Resume the commentary on the government inquiry into the North Island severe weather response, continuing after its final sentence.

Source extract:
——————
The Report of the Government Inquiry into the Response to the North Island Severe Weather Events has been released.

These three bullet points from its Preface sum up the the nation’s situation:

  • As a country, we are not ready to respond to large-scale emergencies. Significant changes to the design, funding and operation of our emergency management system are needed.
  • The wide-ranging recommendations in this report are interconnected and should be considered as a package. We are frustrated that many of these recommendations are not new and are suggested in previous reviews.
  • Even if fully implemented, these recommendations alone will not result in a fit-for-purpose emergency management system. Without adequate investment in risk reduction and readiness, the impacts of disasters will continue to be devastating.

The Review panel’s purview reached beyond Hawke’s Bay, but most of its observations resonate with those of HB’s own independent review, released a few weeks back and reported here by BayBuzz.

The Panel’s comment that many of the recommendations are “not new” should be particularly concerning. Particularly from HB people most directly affected by the disaster, there has been heaps of criticism – outrage, in fact – about perceived ineffectiveness of immediate response ‘on the ground, on the day’. That’s totally understandable from people with devastating losses.

But looking ahead, what’s even more alarming is the country’s lack of readiness beforehand, with so many warnings and recommendations previously made, but unaddressed. Leaving those on the front lines set up to fail, as the independent HB review put it.

And yet the Report is staunch in insisting that no structural realignment of responsibilities should be pursued, such as stronger roles for the National Emergency Management Agency (NEMA) or Fire and Emergency (FENZ). The Report comments:

“The challenge with these approaches is that they ignore the reality that emergencies happen in, and most affect, communities. They would likely create structural upheaval, shift leadership and management of roles and functions further away from communities, be ineffective, and not generate the necessary system shift. Therefore, the Inquiry did not explore the feasibility with the agencies mentioned.” 

This seems awfully shortsighted. From all the commentary to date on our disaster response, it appears that scale and professionalism (including experienced, tested expertise) is precisely what is called for. The Report’s listing of issues experienced during the response includes:

  • a lack of focus on and investment in readiness planning, activities, equipment, and supplies
  • limited emergency management experience, capacity, and capability, including experience managing large-scale events
  • councils not prioritising emergency management as a core function
  • a lack of shared situational awareness across councils, National Emergency Management Agency (NEMA), and emergency responders
  • communities and key organisations not being involved in planning activities
  • an ad-hoc approach to bringing in expertise from around the country, and 
  • a significant mismatch between community expectations about what the emergency management response should offer and what it is able to deliver.
——————
Source material:
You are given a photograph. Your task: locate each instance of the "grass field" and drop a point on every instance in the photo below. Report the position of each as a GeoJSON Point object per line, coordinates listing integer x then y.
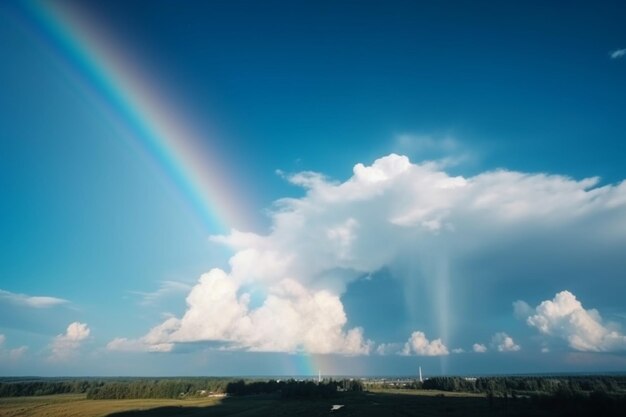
——————
Response to this exercise:
Only two of those points might possibly get ‘fixed’ at the local level.

Yes, as the Report stresses over and over – “Local government is at the coalface of readiness and response” – community involvement in planning and actual response is vital. And there will be future ‘localised’ disasters that we should want and expect our local responding agencies well-equipped (in terms of knowledge, protocols and materials) to address effectively. 

But frankly that’s small potatoes. We are just as likely to face future catastrophic events even larger in scale and more destructive, leaving ratepayer and taxpayer burdens in the billions. Leaving these events to the locals means once again we have failed to learn. How many times did the HB’s independent review use the term “overwhelmed” to describe what happened?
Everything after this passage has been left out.